◆ INSTRUCTION:
Repeat the records below exactly, leaving out any pictures.

◆ ◆ ◆

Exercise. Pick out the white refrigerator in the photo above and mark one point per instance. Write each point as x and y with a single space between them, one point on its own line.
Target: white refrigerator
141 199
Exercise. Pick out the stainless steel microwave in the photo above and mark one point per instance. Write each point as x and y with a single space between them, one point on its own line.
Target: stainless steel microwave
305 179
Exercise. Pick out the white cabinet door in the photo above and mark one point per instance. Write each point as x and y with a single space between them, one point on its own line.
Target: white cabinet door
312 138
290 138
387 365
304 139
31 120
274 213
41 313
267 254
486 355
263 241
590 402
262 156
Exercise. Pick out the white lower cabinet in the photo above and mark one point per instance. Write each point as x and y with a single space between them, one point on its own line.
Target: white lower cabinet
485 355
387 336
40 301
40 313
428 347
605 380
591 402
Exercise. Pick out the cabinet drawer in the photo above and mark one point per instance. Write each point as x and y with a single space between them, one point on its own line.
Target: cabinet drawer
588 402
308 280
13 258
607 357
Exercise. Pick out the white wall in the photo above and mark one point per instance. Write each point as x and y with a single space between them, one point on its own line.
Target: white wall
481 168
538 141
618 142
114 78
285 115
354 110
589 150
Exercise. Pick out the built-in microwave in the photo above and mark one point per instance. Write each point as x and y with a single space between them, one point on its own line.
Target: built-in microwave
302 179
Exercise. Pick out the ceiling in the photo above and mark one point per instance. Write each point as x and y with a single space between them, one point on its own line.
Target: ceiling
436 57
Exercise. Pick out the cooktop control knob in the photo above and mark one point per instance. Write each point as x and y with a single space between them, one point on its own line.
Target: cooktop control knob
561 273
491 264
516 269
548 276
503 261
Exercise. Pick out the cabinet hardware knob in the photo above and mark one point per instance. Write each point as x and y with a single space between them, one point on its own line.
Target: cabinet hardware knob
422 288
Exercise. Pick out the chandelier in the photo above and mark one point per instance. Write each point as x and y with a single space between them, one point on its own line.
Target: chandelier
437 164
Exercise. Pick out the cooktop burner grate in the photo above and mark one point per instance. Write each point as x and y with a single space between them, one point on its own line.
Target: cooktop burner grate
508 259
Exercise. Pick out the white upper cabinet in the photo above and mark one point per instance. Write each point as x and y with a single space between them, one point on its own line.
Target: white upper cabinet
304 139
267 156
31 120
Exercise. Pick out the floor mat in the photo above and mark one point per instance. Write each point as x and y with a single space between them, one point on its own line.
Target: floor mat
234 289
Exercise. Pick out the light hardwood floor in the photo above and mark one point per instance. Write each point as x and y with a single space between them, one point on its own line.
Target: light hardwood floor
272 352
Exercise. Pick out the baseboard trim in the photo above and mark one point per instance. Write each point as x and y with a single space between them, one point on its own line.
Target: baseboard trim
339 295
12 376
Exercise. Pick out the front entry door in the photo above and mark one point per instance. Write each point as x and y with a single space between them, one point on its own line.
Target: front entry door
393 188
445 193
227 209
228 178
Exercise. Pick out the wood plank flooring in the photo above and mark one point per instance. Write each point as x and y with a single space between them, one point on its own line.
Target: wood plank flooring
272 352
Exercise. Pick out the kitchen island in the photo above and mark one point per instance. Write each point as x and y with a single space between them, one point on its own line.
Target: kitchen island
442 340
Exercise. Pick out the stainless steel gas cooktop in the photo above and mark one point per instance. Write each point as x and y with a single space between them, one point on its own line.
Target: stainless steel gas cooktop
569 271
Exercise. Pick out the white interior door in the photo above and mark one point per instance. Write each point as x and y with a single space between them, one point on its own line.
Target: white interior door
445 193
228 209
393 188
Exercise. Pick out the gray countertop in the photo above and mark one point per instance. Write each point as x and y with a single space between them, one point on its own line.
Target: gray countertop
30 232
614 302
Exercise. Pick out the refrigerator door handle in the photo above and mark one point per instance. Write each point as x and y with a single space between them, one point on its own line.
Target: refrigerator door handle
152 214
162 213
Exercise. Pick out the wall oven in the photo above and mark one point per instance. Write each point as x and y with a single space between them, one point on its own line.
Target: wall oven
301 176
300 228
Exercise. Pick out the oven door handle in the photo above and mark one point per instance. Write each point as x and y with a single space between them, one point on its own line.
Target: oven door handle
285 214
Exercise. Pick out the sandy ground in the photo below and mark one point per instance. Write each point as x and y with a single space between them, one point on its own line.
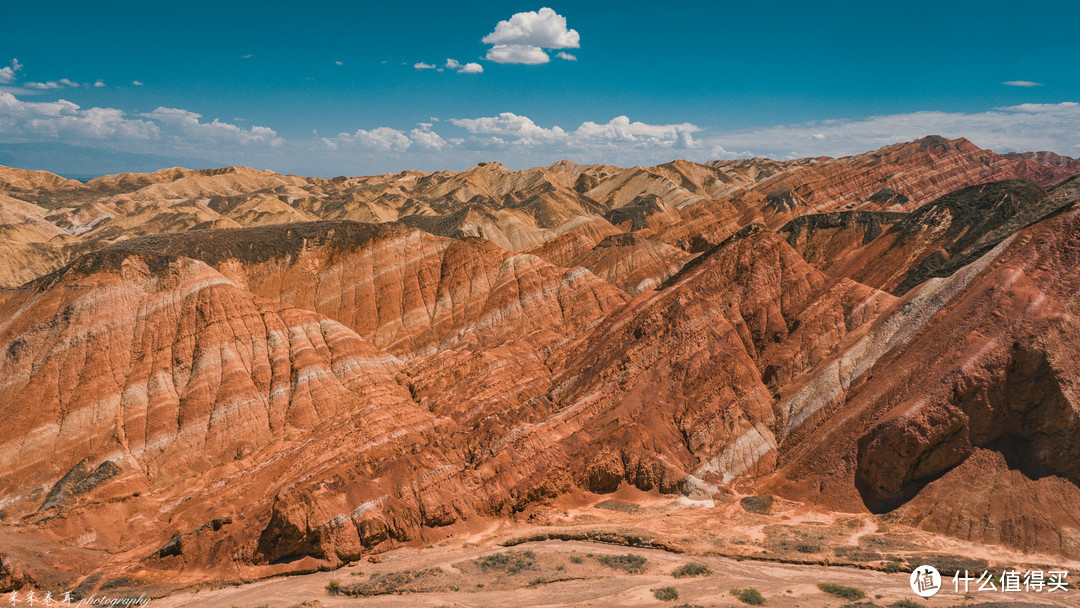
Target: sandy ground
741 550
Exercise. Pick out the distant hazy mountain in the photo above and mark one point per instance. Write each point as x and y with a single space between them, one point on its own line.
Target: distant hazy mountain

◆ ◆ ◆

◆ FINISHED EXERCISE:
Exercise. Pick out the white refrigerator in the photo above and mark one point per instance. Write each point as x and y with a single space between them, one point on its own line.
Target: white refrigerator
141 199
Exercise. Pick out the stainless steel microwave in the photo above and mark one point per instance. Write each point as x and y with a single space between them, one point on its own line.
Target: stainless steel microwave
305 179
Exercise. Pick out the white cabinet door in the photo above and mark one point per instance. Write each point as x and y with a single space between them, one point on its own line.
Target: white cabinet door
312 138
290 138
387 365
304 139
31 120
274 213
41 313
267 254
486 355
263 241
590 402
262 156
Exercise. Pick out the white lower cabinet in the photo above and mark one point per instance. Write each point as x and y with a single space between them, one point on its own line.
Target: white lower cabinet
485 355
387 336
40 301
40 313
428 347
605 380
591 402
Exercise. Pick out the cabinet drawer in the photo above and mark one point per instance. Write each point as x and y with a single space between them, one point on its own line.
Target: cabinet drawer
588 402
308 280
13 258
607 357
Exercise. Pick out the white wall in the photo above and mark one point per instance. Write each point as x and y with a single space between them, one point on its own line.
Target: white wall
481 168
538 141
618 142
114 78
285 115
354 110
589 150
Exercise. Pick out the built-in microwave in the photo above and mark one point per instance. Write each point as x and y with a single space between them, one point on its own line.
Target: built-in microwave
302 179
Exercise. Pick out the ceiling in the photo above and mark one point per instance. Write each point as x and y with a single space between them, one point on its own line.
Target: ceiling
436 57
Exercise. Pick out the cooktop control knob in the photo above and mark one point per instance. Write each point as x and y with a single space between them, one point on its own line.
Target: cooktop control knob
561 273
491 264
516 269
548 276
503 261
Exercise. Pick out the cabinet hardware knob in the photo above and mark one point per instance. Write each point as x and y with a single space between them, one point on its own line.
Target: cabinet hardware knob
422 288
Exercise. Pick out the chandelier in the photo above and mark one point per instance. Write each point as x and y with a single space between them, one point on its own line.
Target: chandelier
437 164
Exercise. Pick out the cooktop burner grate in the photo above and mark one point per instance. Write each point as x and y with a single space between them, one point on its own line.
Target: cooktop burner grate
508 259
Exercise. Pick out the white upper cabinet in the photo above and mark one point per instance. Write each point as x and y with a single space between them, one point on its own line.
Target: white upper cabinet
304 139
267 156
31 120
Exercise. Pick out the floor mat in the photo above and mark one point per instance. Write each point as x and y with a single space between them, one point on its own line.
Target: floor mat
234 289
Exercise. Pick out the light hardwood floor in the photo above and mark one point per instance. Write each point as x and y with a single space between them, one point on its own line.
Target: light hardwood floor
272 352
Exercise. Pick out the baseboard trim in the photo above and mark one point per instance. Write each point as x and y with a single space between them, one point on its own line.
Target: baseboard trim
339 295
12 376
Exercise. Pick out the front entry door in the photo above and mark one point per instance. Write each point as x and y with a single space between them, one point on its own line.
Target: front entry door
393 188
445 193
227 209
228 178
Exercise. Pick out the wood plank flooring in the photo above and mark one point per instance. Write each point as x and y with a single space between them, one point on its own line.
Target: wood plank flooring
272 352
Exercise. Pick out the kitchen island in the photo above and mark one point per instance. Write each point as x and y with a single space between them, one point on its own line.
Target: kitchen island
442 340
Exercise. Pick out the stainless steel gas cooktop in the photo above and mark one point per instance. Write each point as x and y with a single space between them, one point on its own line.
Target: stainless steel gas cooktop
569 271
Exercise. Pick out the white interior door in the photo above and mark one point per instance. Write each point as x and y with a single space between them, one point on its own line.
Target: white interior door
445 193
228 209
393 188
Exercise. Pick out the gray countertop in the photo above and mark one point per instance. Write each point as x and y with a single space between them, one point on its own line.
Target: gray countertop
30 232
614 302
Exercise. Pick out the refrigerator door handle in the photo above and mark one point per instance. Write each point as x and y with a single space between them, one point on its own line.
Target: refrigerator door handle
152 214
162 213
Exercise. Pick out the wall oven in the photo above and mark one point per instance. Write each point as x and y with a single space between them, one point on its own line.
Target: wall oven
301 176
300 228
Exercise. Pick out the oven door handle in the photo above and mark one point per instance. Write each point as x and y with a single space between them, one point on its own line.
Target: oven door handle
285 214
Exercise. Pick out the sandy ground in the photo below and mark one point per instance. Write each point as x and y with a single space between them, one point on its own line.
Target: sandy ground
741 550
Exercise. Pick out the distant hazy mountain in the photo above and mark one point per instance. Write each point as x and y with a single space between them, one point on its own line.
Target: distant hazy mountain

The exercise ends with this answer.